DIRECTIONS FOR THIS TASK:
Rewrite the lines below, swapping "Might I ask you to" for "Could you please" at every occurrence and leaving all other text unchanged.

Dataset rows

--- Begin ---

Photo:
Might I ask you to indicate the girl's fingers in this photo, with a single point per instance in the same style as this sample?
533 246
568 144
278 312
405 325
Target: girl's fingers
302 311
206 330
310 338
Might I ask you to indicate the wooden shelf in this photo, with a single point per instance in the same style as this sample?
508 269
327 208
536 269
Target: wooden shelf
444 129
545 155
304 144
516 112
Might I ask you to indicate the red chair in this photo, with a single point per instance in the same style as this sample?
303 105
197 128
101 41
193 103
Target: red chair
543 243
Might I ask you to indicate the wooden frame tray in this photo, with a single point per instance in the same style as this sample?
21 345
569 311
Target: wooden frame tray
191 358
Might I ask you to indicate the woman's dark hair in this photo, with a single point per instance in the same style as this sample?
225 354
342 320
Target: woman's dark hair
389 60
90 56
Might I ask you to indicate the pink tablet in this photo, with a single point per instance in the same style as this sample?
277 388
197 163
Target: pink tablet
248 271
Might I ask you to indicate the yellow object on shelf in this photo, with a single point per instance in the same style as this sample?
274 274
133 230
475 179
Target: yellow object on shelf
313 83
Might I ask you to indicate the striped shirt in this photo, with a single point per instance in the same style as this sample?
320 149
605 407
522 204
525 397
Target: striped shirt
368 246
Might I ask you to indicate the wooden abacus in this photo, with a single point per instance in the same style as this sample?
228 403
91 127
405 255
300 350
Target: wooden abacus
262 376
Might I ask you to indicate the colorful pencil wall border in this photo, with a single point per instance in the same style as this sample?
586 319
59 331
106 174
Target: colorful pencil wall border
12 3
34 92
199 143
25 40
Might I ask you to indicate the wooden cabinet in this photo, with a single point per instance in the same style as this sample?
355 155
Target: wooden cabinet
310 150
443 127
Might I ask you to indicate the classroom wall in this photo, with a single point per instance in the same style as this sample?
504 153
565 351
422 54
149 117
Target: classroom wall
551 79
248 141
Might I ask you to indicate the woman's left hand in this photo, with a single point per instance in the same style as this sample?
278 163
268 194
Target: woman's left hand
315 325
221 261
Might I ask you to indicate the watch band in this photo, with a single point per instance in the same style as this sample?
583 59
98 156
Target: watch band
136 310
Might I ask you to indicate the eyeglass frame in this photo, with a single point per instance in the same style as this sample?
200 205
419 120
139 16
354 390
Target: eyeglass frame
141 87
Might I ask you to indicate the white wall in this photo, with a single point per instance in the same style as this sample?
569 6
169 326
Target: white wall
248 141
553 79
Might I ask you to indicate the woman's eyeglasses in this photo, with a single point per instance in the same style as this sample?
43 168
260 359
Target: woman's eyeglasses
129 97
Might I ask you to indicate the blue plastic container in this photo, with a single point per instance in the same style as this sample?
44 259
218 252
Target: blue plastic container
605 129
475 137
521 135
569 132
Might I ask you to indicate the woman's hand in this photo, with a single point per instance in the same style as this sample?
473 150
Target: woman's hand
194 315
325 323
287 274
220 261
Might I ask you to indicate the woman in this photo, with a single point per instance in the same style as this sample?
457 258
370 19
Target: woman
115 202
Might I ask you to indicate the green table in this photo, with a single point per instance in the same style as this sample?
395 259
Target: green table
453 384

--- End ---

SOLUTION:
Photo:
Could you please indicate the girl's fingers in this photo, with a single point per instance in the same style as this sample?
533 246
568 144
278 312
405 325
Target: girl's fingers
302 311
206 330
310 338
Could you please indicate the wooden shelf in this photo, with a single point per instance in the same style as this sample?
508 269
327 208
536 269
Target: wooden shelf
444 129
545 155
304 144
516 112
Could you please indicate the red chair in this photo, with a single point per instance in the same style as this sample?
303 105
197 128
101 41
193 103
Target: red chair
543 243
Could you please indicate the wooden frame tray in this photo, with a single point per instance in the same style as this sample?
21 345
569 311
Target: wooden frame tray
191 358
Could you please indicate the woman's dark hair in this photo, with a single point per instance in the same style as this sample?
225 354
342 320
Target: woman's dark hair
389 60
90 56
Could you please indicate the pink tablet in this photo, with a single point per instance in the same style as this sample?
277 388
197 163
Target: pink tablet
248 271
Could you please indicate the yellow object on shelf in this photo, with a single point per instance in the same style as this sample?
274 274
133 230
475 179
Target: yellow object on shelf
313 83
Could you please indicate the striped shirt in this photo, with a single point per instance in the same style as this sample?
320 149
605 407
522 204
525 397
Target: striped shirt
368 246
Could you please indicate the wooden abacus in this photo, with a single point per instance in the same style as this sample?
228 403
91 127
405 255
300 350
Target: wooden abacus
262 376
Could you please indicate the colorful pencil wall border in this photo, with a single point per instance in the same style as this sample?
586 319
59 331
106 174
Target: colorful pencil wall border
12 3
34 92
199 143
25 40
Could you please indicate the wooden cabinet in this photo, with a single point per instance in the same style as this sample?
355 155
Target: wooden cabinet
310 150
443 127
Could you please indicate the classroom wall in this photo, with a single point per instance in the same style as this sample?
504 153
565 351
422 54
149 117
Target: classroom wall
551 79
248 141
Could you please indicate the woman's left hand in this photo, with a single point per instance in the same style as this sample?
278 163
268 194
Target: woman's left hand
315 325
221 261
Could you please indicate the watch band in this photo, with a single point per instance in the same style as this sample?
583 59
98 156
Target: watch band
136 310
Could you please indicate the eyeglass frame in this photo, with a single point per instance in the same style as this sample?
200 205
419 120
139 16
354 390
Target: eyeglass frame
141 87
Could you please indicate the white wall in this photo, with a single point per instance in the same style as this sample?
569 6
169 326
Target: white wall
248 141
553 79
Could you please indicate the woman's eyeglasses in this photo, with a single point per instance in the same style as this sample?
43 168
260 359
Target: woman's eyeglasses
129 97
Could you please indicate the blue plastic container in this photo, with a single point per instance in the same style as this sample?
44 259
218 252
Target: blue plastic container
605 129
475 137
521 135
569 132
Could you please indicate the woman's hand in this photo, with a single point per instance in the same style as this sample?
473 150
Target: woman's hand
194 315
325 323
287 274
220 261
Could you please indicate the woman in this photo, with a single point per instance in the same style as this sample?
457 258
370 19
Target: woman
115 202
Could you please indicate the green table in this photo, with a single point per instance in the same style as this sample?
395 259
Target: green table
453 384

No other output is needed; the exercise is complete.